>> begin Data supplied

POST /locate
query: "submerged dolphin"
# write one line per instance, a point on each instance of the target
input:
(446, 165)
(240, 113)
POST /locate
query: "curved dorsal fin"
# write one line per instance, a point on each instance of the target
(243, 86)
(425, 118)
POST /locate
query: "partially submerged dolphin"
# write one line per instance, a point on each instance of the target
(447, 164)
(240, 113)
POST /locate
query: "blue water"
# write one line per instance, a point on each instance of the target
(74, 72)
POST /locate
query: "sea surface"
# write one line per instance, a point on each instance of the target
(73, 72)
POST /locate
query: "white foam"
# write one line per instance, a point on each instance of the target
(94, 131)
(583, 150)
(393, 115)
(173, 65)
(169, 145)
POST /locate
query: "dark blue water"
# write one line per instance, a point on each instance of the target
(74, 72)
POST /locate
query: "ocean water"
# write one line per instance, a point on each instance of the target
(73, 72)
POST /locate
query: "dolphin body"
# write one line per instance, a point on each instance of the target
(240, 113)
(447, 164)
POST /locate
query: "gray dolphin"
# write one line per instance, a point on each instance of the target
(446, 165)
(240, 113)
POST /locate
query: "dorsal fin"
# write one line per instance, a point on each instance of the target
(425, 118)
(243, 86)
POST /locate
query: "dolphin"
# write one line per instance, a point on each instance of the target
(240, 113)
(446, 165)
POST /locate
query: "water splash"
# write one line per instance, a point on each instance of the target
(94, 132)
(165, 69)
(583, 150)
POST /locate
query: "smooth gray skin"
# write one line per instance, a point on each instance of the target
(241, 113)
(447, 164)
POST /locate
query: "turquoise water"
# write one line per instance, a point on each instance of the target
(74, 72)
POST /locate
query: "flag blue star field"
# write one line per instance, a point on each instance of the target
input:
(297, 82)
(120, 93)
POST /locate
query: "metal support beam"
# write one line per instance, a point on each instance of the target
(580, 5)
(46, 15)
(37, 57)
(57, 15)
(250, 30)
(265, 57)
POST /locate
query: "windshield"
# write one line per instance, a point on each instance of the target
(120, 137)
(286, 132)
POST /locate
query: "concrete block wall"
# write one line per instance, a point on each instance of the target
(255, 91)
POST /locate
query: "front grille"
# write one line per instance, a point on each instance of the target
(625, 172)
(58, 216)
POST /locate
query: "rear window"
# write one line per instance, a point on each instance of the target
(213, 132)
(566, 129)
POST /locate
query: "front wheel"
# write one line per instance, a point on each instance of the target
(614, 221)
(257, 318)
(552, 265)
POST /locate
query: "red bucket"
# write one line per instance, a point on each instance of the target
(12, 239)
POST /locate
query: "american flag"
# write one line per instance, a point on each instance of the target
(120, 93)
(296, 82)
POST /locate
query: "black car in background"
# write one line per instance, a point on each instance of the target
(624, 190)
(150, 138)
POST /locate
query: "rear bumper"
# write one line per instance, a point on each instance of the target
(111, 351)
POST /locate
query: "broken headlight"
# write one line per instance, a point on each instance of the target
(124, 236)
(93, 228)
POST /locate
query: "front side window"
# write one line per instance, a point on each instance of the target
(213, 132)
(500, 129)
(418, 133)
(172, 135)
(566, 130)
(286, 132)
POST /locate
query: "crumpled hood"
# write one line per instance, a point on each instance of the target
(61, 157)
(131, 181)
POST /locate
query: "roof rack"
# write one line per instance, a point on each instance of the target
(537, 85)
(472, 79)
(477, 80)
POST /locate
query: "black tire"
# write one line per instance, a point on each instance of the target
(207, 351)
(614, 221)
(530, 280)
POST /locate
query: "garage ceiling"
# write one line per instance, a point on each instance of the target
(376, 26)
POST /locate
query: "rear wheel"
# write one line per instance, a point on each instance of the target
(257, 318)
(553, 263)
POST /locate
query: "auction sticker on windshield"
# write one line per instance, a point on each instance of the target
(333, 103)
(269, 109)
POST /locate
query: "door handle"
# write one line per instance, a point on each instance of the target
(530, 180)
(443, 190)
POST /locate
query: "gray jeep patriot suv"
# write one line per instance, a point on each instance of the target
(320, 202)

>> end Data supplied

Your goal → Extract the entries above verbatim.

Written solution →
POST /locate
query: "submerged dolphin"
# write one line per instance, a point on each instance of the target
input:
(446, 165)
(240, 113)
POST /locate
query: "curved dorsal fin"
# write one line per instance, a point on each instance of the target
(243, 86)
(425, 118)
POST /locate
query: "partially submerged dolphin"
# write one line per instance, a point on each instance of the target
(447, 164)
(240, 113)
POST /locate
query: "blue water"
# write one line per instance, a point on each instance of the target
(74, 72)
POST /locate
query: "sea surface"
# write one line per instance, a point on each instance of the target
(73, 72)
POST /locate
query: "white foam"
# write one line per instance, a point on each instance of the target
(94, 131)
(583, 150)
(393, 115)
(173, 65)
(169, 145)
POST /locate
query: "dark blue water"
# write one line per instance, a point on each instance of the target
(74, 72)
POST /locate
query: "ocean water"
# write one line per instance, a point on each instance of the target
(73, 72)
POST /locate
query: "dolphin body"
# write one line per instance, a point on each instance of the target
(240, 113)
(447, 164)
POST /locate
query: "gray dolphin"
# write one line per instance, a point on each instance of the target
(446, 165)
(240, 113)
POST /locate
query: "dorsal fin"
# write one line per instance, a point on each instance of the target
(425, 118)
(243, 86)
POST /locate
query: "dolphin"
# write one line per instance, a point on each instance of the target
(240, 113)
(446, 165)
POST /locate
query: "water splash"
# write one line per instance, a point on each instance of the target
(94, 132)
(165, 69)
(583, 150)
POST /locate
query: "smooth gray skin"
# write one line per instance, a point on each instance of the target
(241, 113)
(447, 164)
POST /locate
query: "turquoise water"
# write one line per instance, a point on each instance of the target
(74, 72)
POST /locate
query: "flag blue star field"
# write one line per instance, a point on each instance of the target
input:
(297, 82)
(120, 93)
POST /locate
query: "metal support beam"
# write one line per instance, a point on each instance of the target
(580, 5)
(46, 15)
(37, 57)
(57, 15)
(250, 30)
(265, 57)
POST /locate
query: "windshield"
# write one line per instance, a point on each instance of the target
(120, 137)
(286, 132)
POST /locate
query: "concrete block wall"
# write one line per instance, a point on each instance of the target
(255, 91)
POST /locate
query: "front grille"
# write one line per instance, a point on each instance of the target
(625, 172)
(58, 216)
POST /locate
query: "rear window"
# write one line per instance, a point on each instance of the target
(213, 132)
(566, 129)
POST /locate
query: "front wheel"
# write one line per instance, a point on each instance of the target
(614, 221)
(257, 318)
(552, 265)
POST /locate
query: "red bucket"
# write one line per instance, a point on each instance of the target
(12, 239)
POST /locate
query: "american flag"
# write one line per instance, a point on each instance of the target
(120, 93)
(296, 82)
POST /locate
query: "black car in background"
# write one line per instance, a point on each instance of the target
(624, 190)
(150, 138)
POST /locate
query: "rear bumper"
# write one line per instance, a point on each instance of the target
(111, 351)
POST /locate
query: "broken headlight"
# write one line per instance, a point on each instance of the target
(124, 236)
(93, 228)
POST /locate
query: "front side window"
# write one line per instance, a point on each instance of the target
(213, 132)
(500, 129)
(418, 133)
(172, 135)
(566, 130)
(286, 132)
POST /locate
query: "crumpled hood"
# write one line per instance, a point on each instance of the target
(61, 157)
(131, 181)
POST /locate
query: "roof rack"
# write one line per instance, a point on each instance of the target
(537, 85)
(472, 79)
(477, 80)
POST /locate
query: "black tire"
# write one line per instance, a point on each instance of the target
(207, 351)
(614, 221)
(530, 280)
POST /locate
query: "garage ceiling"
# write one line per instance, a point on each instance of the target
(376, 26)
POST /locate
query: "rear wheel"
# write one line per instance, a point on each instance of the target
(257, 318)
(553, 263)
POST /locate
query: "auction sticker on windshield"
# write one line per instance, a point on each instance of the target
(333, 103)
(269, 109)
POST /locate
query: "door handle"
# write one line per instance, a point on each instance of the target
(530, 180)
(443, 190)
POST /locate
query: "gray jeep patriot suv"
# write one line per instance, a point on each instance of the target
(320, 202)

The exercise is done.